TEXTE FOURNI ::
::::::

FC : J’évoquais précédemment le remake de Cannibal Holocaust réalisé par Eli Roth (Green Inferno, qui n’a pas encore trouvé de distributeur aux dernières nouvelles). Le cinéma d’horreur, depuis une petite dizaine d’années, semble vouloir revenir aux fondamentaux par le biais du remake (La Colline a des yeux d’Alexandre Aja, sorti en 2006, semble avoir été un détonateur). Récemment nous avons eu Evil Dead, Massacre à la tronçonneuse, La Dernière maison sur la gauche... Et les résultats sont contrastés. Déplorez-vous ce manque d’innovation ? Y voyez-vous un signe du temps (un contexte moins favorable à la contestation via ce type de cinéma) ?

::::::

Entrées d'annotation de points sur images ::
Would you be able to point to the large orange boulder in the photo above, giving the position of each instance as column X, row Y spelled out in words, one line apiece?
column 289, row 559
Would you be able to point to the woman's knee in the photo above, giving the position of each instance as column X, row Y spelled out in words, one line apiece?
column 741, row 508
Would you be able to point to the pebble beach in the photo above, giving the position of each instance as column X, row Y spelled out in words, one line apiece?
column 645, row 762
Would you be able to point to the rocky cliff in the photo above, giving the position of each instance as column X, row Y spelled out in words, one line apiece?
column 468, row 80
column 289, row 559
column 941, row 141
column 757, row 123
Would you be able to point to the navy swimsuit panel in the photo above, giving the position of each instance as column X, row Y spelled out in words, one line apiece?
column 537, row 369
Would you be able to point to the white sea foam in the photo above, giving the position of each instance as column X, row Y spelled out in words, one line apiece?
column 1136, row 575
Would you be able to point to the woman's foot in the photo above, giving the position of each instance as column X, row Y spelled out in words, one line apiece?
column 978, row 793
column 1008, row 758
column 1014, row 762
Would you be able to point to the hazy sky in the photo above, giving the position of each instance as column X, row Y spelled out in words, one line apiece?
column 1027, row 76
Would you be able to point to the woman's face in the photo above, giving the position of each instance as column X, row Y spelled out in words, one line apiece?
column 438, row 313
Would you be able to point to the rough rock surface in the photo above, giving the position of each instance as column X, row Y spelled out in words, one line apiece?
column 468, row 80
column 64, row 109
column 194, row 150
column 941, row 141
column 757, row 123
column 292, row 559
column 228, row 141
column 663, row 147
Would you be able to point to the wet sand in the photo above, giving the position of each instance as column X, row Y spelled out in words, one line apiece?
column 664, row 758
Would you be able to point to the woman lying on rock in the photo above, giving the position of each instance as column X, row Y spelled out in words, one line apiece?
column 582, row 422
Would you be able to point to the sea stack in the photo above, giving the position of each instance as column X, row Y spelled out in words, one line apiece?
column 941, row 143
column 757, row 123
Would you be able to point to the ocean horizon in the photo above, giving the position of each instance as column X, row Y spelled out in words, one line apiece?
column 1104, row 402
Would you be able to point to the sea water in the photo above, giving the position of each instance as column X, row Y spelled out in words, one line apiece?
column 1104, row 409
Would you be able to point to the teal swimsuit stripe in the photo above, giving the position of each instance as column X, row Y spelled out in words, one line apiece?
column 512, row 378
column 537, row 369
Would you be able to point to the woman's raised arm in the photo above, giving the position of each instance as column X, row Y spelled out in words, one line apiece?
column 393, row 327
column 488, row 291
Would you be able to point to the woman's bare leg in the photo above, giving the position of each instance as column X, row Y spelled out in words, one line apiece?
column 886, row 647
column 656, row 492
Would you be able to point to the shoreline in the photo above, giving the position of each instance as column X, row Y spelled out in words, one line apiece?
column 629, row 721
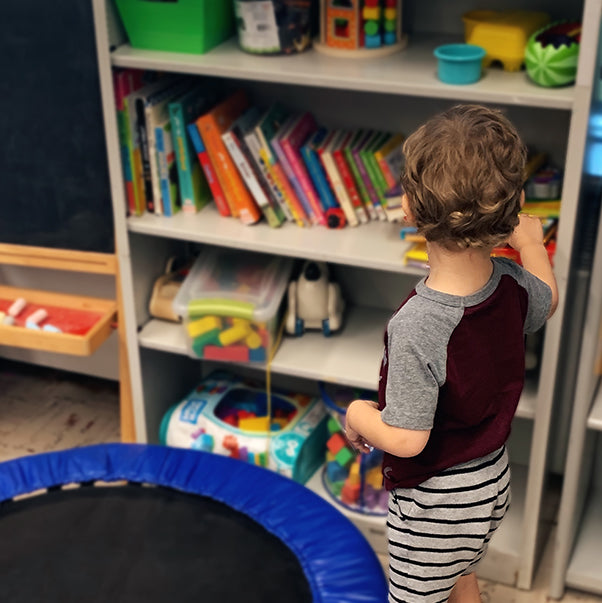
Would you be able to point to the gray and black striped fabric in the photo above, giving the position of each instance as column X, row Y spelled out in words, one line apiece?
column 439, row 530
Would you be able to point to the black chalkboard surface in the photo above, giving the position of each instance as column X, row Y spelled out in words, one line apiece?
column 54, row 183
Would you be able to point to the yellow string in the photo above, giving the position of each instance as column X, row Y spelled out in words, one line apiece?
column 268, row 381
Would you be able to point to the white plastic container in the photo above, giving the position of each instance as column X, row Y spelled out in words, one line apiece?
column 230, row 304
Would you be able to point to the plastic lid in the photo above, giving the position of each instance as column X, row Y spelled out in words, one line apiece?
column 228, row 282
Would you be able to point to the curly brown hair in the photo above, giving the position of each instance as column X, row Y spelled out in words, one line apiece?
column 464, row 174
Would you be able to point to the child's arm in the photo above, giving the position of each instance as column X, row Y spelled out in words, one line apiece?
column 527, row 239
column 364, row 426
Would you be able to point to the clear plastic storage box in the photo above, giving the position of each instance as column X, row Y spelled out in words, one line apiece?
column 230, row 304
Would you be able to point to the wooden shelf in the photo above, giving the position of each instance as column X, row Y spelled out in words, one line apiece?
column 584, row 568
column 376, row 245
column 63, row 343
column 351, row 357
column 411, row 72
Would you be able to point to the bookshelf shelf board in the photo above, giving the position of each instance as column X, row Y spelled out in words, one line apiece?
column 584, row 569
column 411, row 72
column 351, row 357
column 376, row 245
column 594, row 420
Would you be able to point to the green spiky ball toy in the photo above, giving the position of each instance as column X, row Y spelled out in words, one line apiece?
column 552, row 53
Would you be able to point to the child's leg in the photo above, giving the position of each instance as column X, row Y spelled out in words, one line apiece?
column 466, row 590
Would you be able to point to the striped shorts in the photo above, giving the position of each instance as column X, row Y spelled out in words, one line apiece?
column 439, row 530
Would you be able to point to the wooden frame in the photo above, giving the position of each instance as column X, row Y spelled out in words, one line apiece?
column 75, row 261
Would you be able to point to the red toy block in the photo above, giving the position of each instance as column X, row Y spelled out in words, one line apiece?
column 232, row 353
column 230, row 442
column 336, row 443
column 231, row 420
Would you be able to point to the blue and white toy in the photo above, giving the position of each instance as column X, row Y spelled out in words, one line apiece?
column 233, row 417
column 314, row 302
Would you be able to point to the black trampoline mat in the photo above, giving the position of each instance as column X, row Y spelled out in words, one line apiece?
column 140, row 544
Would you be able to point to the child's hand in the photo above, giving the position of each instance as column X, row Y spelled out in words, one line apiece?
column 355, row 439
column 528, row 232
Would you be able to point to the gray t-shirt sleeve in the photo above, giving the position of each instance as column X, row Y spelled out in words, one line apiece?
column 540, row 294
column 417, row 356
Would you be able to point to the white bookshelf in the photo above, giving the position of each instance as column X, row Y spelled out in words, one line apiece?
column 584, row 569
column 594, row 421
column 403, row 88
column 411, row 72
column 376, row 245
column 350, row 358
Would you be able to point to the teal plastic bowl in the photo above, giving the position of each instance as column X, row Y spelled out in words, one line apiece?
column 459, row 63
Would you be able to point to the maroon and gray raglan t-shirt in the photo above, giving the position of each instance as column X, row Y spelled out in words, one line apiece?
column 456, row 366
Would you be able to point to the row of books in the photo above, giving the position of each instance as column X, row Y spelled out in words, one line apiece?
column 182, row 147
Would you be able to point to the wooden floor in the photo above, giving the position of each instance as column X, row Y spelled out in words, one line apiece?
column 43, row 410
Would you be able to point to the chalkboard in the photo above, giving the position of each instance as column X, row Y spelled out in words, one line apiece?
column 54, row 183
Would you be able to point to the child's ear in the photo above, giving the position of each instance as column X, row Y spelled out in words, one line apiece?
column 409, row 216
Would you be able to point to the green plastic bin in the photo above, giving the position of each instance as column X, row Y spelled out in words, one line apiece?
column 194, row 26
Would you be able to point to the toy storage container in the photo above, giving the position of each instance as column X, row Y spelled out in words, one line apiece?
column 233, row 417
column 272, row 27
column 194, row 26
column 354, row 480
column 230, row 304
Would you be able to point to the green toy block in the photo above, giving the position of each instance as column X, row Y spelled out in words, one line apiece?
column 208, row 338
column 336, row 488
column 261, row 459
column 344, row 457
column 333, row 426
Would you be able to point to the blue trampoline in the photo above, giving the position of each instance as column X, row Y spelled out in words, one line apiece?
column 182, row 525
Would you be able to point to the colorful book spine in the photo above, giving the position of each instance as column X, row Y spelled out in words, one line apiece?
column 345, row 173
column 316, row 170
column 168, row 179
column 367, row 157
column 254, row 147
column 326, row 156
column 211, row 126
column 357, row 177
column 291, row 144
column 265, row 130
column 287, row 191
column 292, row 179
column 234, row 146
column 361, row 168
column 381, row 184
column 207, row 167
column 155, row 112
column 194, row 188
column 390, row 160
column 122, row 85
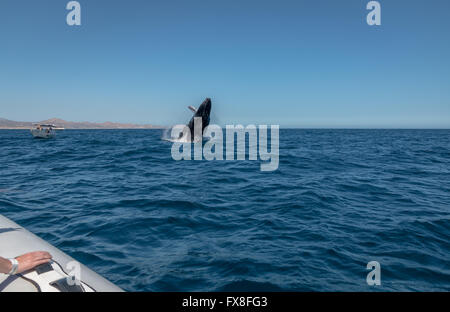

::::::

CONSIGNE :: Poursuivez l'entretien consacré aux remakes du cinéma d'horreur à partir de sa dernière phrase. Ces données n'ont aucun lien avec l'entretien.

RÉPONSE ATTENDUE ::
OCC : Je ne saurais indiquer la cause de ce phénomène de remake en masse, si ce n’est le phénomène suivant : il faut produire toujours plus, et quand l’inspiration fait défaut, il n’y a qu’à se tourner vers ce qui a déjà été fait, soit pour le repenser (La Colline a des yeux), ou en faire un copié-collé (Evil Dead). Dans le premier cas, on a affaire à une création, dans le second, il s’agit de soutenir la consommation culturelle. Entre ces deux limites, on trouve une série d’intermédiaires.

Mais peut-être cette explication est-elle trop simpliste, bien qu’il ne fasse pas de doute qu’on produit (que l’on doive produire) plus de marchandises en 2015 qu’en 1967 …

FC : Comment expliquez-vous que le cinéma d’horreur soit habituellement plus destiné à un public masculin ?

OCC : Là aussi, la causalité est délicate à établir. Cependant, on peut dégager différents ordres de raisons qui peut-être n’expliquent pas tout, mais au moins participent à rendre compte de ce constat statistique.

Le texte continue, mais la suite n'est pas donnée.